● To be done
Reproduce verbatim the lines of the items below, from the line containing "Find the beige" through the line containing "[[[447,269],[355,223],[144,212],[12,297],[427,297]]]".

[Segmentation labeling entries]
---*---
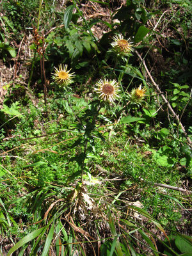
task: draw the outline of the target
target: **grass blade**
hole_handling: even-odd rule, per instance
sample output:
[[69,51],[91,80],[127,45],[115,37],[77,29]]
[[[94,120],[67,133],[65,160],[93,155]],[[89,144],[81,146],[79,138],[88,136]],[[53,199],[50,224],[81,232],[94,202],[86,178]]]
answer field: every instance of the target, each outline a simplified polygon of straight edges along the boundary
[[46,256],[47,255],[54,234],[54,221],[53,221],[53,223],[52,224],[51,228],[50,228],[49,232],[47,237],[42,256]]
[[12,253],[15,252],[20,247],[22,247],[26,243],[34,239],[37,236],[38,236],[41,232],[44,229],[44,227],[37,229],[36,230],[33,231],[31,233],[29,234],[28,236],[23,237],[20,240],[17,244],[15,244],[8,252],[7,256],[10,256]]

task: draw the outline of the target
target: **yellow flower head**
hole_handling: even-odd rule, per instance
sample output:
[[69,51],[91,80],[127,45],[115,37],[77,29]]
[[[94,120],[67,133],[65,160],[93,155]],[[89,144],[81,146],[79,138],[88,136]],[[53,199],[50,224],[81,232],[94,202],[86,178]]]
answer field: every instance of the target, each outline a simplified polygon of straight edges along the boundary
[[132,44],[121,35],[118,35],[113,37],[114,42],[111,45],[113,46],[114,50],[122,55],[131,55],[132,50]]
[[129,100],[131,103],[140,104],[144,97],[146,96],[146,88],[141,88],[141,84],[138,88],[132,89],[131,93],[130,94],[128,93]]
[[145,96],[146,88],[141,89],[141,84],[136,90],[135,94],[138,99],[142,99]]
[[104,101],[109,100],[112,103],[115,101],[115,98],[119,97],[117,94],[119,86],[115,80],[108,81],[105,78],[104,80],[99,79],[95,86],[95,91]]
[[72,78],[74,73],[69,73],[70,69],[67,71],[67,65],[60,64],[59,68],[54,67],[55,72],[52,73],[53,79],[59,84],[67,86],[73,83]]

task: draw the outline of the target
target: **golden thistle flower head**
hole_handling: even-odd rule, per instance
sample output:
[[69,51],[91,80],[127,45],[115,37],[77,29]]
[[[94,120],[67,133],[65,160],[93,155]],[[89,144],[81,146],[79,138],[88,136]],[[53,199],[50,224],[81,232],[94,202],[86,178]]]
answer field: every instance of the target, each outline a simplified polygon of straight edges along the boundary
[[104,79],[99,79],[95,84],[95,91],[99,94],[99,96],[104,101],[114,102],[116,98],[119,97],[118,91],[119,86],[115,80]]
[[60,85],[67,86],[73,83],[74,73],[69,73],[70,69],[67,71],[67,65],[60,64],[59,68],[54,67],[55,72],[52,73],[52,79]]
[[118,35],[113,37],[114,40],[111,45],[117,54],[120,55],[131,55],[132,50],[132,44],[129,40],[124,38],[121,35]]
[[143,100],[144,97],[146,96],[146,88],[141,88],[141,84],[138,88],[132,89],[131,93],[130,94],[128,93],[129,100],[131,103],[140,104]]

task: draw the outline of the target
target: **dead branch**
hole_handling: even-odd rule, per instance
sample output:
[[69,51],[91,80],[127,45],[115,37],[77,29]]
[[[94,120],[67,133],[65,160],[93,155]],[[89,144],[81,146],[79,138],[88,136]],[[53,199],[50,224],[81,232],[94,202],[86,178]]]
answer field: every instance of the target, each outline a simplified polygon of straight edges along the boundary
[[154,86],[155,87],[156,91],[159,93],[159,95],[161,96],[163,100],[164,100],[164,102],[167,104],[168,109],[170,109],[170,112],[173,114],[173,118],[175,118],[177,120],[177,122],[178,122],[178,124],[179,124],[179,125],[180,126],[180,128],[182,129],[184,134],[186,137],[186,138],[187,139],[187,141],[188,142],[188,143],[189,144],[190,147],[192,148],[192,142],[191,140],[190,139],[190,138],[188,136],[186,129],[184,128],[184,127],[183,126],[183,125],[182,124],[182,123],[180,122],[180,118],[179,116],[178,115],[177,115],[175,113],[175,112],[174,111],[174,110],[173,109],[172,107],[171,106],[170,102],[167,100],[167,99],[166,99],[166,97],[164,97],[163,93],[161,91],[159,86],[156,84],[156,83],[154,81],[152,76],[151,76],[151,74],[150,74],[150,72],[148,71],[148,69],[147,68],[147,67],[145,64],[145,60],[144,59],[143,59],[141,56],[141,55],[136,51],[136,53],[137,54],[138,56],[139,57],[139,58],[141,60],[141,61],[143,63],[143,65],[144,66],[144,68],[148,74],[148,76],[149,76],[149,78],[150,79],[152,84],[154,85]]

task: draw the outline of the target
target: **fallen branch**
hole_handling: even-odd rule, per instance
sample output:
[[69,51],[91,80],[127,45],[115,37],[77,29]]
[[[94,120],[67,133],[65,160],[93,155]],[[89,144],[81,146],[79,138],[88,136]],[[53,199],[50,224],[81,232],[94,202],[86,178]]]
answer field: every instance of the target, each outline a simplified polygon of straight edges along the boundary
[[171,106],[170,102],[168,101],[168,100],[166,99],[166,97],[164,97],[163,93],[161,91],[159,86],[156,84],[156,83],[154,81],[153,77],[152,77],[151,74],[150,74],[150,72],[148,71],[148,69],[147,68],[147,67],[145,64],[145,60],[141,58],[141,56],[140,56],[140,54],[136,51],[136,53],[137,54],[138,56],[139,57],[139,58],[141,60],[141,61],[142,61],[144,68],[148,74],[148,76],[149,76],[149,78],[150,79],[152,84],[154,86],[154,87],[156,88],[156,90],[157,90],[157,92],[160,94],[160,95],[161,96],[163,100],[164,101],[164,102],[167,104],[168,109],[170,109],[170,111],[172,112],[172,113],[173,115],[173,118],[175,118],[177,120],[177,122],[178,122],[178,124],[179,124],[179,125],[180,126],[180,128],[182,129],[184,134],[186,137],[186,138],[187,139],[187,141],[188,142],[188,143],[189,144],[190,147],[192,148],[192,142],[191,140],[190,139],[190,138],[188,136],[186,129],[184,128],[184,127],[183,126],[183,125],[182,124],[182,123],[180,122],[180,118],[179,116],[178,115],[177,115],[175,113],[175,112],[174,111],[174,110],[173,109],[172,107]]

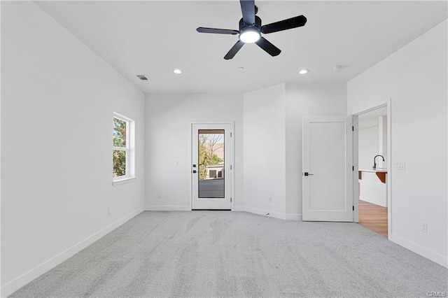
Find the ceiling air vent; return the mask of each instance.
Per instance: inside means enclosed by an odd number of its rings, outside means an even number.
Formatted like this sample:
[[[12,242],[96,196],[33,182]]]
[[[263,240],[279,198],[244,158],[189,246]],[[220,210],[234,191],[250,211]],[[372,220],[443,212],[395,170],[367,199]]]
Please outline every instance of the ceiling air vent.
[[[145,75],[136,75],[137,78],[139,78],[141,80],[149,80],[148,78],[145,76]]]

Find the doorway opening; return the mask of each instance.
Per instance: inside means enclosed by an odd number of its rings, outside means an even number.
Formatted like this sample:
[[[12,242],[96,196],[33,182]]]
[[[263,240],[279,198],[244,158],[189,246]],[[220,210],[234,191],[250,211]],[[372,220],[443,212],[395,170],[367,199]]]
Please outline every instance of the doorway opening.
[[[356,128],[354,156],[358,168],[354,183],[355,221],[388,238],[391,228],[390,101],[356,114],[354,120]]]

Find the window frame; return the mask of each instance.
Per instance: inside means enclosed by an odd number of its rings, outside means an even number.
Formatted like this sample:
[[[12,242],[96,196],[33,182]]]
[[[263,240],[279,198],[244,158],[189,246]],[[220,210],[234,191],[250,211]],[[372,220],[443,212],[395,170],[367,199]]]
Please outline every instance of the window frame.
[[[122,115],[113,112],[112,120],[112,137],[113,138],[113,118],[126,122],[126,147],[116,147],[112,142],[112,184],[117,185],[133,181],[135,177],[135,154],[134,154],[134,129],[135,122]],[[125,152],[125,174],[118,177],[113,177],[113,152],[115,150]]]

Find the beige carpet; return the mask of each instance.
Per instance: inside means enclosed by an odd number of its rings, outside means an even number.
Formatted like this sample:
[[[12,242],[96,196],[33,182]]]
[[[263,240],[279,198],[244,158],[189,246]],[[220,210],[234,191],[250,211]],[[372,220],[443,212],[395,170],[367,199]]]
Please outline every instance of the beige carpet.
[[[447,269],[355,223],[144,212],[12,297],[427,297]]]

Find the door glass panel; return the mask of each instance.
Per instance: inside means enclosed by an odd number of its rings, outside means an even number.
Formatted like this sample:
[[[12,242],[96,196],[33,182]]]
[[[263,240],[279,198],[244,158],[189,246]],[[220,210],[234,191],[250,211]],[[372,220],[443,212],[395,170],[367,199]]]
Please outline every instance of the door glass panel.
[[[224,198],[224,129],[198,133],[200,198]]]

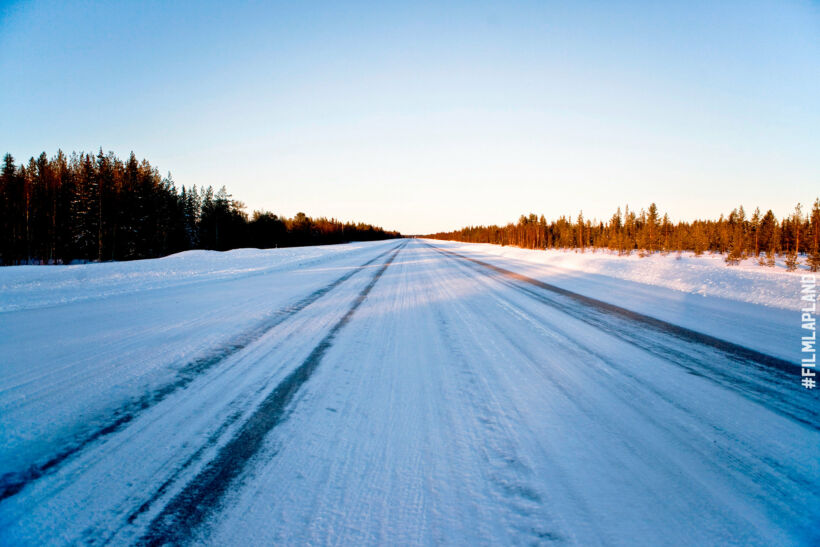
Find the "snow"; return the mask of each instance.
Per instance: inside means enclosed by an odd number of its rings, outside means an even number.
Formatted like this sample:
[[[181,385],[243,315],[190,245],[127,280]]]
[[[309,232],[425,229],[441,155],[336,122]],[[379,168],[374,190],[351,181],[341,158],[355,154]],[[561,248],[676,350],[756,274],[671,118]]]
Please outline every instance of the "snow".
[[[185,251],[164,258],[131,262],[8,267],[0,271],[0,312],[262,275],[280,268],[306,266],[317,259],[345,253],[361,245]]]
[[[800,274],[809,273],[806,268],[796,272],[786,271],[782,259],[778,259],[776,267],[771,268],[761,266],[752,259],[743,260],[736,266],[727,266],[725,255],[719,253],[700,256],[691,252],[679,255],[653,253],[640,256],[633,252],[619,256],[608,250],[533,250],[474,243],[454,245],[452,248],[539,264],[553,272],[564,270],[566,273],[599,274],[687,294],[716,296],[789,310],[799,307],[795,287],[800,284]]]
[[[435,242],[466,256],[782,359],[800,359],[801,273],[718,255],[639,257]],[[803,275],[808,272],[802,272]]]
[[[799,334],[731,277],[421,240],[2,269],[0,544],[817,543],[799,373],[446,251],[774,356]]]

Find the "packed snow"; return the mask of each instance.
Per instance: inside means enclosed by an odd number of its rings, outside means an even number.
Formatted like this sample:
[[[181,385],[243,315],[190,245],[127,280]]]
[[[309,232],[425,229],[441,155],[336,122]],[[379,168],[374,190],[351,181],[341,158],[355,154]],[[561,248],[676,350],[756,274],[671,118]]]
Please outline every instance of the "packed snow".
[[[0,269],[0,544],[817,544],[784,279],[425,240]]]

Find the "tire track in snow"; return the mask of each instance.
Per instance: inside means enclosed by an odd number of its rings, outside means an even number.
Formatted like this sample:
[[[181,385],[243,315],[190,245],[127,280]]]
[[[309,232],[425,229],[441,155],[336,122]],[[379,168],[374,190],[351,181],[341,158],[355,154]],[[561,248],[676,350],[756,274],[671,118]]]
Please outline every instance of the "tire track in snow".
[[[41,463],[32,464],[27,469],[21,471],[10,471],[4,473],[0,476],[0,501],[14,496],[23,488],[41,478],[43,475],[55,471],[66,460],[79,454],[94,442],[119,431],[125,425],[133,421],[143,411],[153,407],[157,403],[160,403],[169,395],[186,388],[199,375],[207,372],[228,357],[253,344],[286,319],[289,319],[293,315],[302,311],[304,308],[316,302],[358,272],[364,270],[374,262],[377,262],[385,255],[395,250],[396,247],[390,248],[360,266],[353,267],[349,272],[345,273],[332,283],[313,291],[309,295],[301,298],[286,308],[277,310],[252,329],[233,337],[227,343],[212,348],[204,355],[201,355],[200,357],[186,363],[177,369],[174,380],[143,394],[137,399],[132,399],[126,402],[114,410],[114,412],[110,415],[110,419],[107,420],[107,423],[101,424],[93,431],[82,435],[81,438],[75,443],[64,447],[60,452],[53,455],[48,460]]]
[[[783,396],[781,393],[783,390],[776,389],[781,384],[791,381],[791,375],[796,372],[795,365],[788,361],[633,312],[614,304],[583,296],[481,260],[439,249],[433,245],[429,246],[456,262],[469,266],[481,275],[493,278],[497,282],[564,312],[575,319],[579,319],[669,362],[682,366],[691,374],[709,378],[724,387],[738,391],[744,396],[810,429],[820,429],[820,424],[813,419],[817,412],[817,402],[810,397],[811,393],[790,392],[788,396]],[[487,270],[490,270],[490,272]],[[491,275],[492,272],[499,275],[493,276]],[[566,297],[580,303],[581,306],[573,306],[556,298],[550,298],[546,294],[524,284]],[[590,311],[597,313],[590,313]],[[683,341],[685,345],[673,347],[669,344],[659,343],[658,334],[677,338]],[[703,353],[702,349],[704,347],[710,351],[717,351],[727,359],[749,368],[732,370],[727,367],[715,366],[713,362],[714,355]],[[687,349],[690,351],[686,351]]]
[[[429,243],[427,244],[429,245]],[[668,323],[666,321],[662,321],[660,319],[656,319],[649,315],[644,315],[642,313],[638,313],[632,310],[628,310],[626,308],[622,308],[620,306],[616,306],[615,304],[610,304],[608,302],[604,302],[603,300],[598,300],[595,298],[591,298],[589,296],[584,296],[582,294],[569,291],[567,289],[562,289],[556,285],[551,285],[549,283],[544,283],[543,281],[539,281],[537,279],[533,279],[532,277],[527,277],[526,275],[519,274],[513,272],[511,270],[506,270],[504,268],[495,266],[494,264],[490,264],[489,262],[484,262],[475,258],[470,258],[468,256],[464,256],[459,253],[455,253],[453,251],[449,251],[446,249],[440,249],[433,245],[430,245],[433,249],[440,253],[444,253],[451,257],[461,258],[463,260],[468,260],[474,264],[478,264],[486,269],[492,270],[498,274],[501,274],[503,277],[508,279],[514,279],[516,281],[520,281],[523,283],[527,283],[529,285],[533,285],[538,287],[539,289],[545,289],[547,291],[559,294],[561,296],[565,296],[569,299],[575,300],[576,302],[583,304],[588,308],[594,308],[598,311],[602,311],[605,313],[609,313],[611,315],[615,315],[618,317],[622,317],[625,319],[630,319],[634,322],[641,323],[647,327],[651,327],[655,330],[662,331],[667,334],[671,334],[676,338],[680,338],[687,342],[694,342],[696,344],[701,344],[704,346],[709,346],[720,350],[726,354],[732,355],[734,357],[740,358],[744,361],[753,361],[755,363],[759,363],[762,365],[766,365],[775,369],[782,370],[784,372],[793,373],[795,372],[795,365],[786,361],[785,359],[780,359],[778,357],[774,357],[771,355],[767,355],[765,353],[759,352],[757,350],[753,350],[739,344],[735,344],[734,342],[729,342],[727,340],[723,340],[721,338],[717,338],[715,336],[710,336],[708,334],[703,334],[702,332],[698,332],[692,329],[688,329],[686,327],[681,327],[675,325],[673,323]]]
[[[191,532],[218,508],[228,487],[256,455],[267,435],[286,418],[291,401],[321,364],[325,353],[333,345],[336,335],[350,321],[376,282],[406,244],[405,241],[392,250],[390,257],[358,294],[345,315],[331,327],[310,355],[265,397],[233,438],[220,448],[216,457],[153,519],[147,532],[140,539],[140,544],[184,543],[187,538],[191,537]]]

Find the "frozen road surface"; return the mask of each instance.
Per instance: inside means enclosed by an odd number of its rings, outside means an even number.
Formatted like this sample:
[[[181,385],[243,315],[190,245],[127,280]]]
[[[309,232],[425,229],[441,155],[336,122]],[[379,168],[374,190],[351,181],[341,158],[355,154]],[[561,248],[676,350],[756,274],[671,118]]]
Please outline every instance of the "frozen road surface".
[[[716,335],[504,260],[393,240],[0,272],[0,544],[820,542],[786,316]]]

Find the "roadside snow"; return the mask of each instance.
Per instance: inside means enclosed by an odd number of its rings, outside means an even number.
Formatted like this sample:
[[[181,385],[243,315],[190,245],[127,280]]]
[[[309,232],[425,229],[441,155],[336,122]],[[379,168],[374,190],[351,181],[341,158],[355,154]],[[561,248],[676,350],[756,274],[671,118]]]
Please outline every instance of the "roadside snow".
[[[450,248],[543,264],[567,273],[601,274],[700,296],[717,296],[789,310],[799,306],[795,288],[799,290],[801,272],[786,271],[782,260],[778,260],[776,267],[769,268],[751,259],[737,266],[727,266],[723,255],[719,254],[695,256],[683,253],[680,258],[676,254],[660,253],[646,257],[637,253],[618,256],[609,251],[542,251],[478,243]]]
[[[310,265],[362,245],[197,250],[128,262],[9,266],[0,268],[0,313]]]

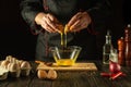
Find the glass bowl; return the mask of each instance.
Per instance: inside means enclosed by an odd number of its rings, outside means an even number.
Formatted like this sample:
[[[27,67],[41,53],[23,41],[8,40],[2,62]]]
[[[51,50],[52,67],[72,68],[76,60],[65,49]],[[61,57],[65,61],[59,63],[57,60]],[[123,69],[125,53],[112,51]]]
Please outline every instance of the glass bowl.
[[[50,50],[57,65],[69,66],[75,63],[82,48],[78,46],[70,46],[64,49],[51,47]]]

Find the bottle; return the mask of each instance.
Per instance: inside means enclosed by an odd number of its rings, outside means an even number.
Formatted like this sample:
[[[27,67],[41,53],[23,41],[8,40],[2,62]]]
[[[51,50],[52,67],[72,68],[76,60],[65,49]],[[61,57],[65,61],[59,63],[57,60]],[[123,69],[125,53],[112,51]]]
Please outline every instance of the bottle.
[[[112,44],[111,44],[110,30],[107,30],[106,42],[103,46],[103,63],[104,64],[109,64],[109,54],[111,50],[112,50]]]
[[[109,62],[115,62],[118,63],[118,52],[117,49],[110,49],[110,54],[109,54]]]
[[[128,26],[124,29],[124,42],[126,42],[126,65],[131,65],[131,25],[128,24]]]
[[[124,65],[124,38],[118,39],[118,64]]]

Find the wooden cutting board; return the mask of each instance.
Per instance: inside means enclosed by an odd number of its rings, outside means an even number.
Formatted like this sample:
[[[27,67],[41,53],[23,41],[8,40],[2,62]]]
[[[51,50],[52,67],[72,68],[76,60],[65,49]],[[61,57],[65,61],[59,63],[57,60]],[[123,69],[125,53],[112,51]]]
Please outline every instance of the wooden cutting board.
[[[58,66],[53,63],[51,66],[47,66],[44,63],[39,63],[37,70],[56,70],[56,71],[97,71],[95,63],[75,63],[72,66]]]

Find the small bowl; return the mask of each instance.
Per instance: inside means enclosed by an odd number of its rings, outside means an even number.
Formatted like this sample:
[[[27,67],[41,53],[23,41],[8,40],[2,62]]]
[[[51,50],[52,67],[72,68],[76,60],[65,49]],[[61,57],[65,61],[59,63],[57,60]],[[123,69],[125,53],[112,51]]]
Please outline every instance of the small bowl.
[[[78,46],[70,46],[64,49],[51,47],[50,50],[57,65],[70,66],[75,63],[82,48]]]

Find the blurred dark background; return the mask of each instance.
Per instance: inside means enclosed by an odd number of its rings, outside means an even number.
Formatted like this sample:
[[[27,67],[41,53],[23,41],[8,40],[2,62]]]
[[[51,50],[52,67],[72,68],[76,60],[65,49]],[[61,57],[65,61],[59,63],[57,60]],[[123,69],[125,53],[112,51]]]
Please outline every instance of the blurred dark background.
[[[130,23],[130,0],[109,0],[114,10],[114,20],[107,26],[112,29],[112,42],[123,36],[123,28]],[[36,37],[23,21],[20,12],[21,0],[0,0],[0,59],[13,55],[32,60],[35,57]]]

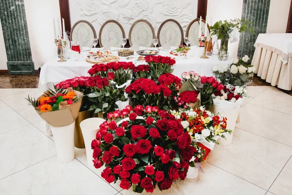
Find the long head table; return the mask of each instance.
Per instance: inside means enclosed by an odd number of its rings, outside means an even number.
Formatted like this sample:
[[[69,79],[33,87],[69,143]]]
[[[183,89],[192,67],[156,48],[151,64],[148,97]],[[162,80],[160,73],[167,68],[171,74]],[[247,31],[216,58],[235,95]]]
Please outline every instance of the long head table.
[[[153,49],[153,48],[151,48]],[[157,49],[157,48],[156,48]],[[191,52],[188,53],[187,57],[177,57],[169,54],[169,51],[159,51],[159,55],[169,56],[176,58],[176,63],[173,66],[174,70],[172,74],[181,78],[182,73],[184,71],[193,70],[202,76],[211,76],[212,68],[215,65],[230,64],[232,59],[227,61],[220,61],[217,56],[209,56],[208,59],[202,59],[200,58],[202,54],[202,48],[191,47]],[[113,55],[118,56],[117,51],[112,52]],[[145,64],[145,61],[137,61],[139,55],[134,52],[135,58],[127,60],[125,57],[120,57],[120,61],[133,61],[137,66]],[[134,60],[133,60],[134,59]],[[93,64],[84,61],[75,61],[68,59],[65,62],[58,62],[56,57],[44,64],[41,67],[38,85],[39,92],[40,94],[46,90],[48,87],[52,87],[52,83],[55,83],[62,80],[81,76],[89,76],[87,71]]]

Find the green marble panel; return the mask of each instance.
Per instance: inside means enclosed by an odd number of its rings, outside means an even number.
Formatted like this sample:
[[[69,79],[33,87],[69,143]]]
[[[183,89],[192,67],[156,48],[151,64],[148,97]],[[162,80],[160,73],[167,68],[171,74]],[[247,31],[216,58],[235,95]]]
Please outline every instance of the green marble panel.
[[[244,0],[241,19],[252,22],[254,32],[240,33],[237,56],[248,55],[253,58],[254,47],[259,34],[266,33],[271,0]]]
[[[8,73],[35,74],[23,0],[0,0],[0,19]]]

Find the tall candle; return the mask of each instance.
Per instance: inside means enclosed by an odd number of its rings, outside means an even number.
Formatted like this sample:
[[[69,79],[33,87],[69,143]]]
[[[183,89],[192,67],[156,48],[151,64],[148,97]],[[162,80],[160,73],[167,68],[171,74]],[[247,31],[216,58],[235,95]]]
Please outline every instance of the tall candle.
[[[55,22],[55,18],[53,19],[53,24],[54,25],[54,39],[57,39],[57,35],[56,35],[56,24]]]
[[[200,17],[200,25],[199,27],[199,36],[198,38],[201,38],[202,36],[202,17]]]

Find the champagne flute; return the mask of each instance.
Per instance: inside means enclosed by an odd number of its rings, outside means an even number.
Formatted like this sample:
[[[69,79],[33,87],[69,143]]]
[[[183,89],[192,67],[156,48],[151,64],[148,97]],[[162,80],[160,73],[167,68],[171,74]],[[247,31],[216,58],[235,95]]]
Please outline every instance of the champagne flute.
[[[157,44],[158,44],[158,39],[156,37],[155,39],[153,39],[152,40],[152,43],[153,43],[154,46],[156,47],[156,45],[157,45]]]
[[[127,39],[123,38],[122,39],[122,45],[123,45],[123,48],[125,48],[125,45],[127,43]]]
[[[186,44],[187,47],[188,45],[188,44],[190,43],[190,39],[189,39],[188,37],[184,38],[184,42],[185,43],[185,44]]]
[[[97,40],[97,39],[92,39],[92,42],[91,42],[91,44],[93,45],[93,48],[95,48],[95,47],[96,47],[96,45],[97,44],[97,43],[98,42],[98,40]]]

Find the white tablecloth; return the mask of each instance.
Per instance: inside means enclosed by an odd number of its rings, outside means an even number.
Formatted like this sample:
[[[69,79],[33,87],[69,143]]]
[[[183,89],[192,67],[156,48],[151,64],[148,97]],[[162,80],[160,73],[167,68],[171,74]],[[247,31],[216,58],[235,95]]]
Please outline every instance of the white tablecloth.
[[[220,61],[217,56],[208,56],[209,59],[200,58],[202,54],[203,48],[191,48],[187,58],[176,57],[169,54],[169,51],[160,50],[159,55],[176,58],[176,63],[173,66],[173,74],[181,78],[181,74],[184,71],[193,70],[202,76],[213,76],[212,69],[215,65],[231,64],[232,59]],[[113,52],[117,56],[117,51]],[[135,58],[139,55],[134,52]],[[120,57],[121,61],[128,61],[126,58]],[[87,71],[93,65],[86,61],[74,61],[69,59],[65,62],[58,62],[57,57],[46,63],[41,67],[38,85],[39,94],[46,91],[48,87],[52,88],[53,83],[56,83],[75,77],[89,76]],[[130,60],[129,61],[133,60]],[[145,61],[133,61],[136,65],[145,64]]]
---*---
● Worked answer
Find the beige carpet; return the mask of each instance.
Per instance: inside means enclosed by an odd number of its rings, outside means an even number.
Formatted like this sample:
[[[12,242],[96,196],[33,182]]]
[[[263,240],[279,198],[244,158],[189,246]],[[220,210],[234,191],[250,211]],[[372,220],[443,212],[395,170],[367,199]]]
Please outline every instance of the beige carpet.
[[[447,269],[355,223],[144,212],[12,297],[427,297]]]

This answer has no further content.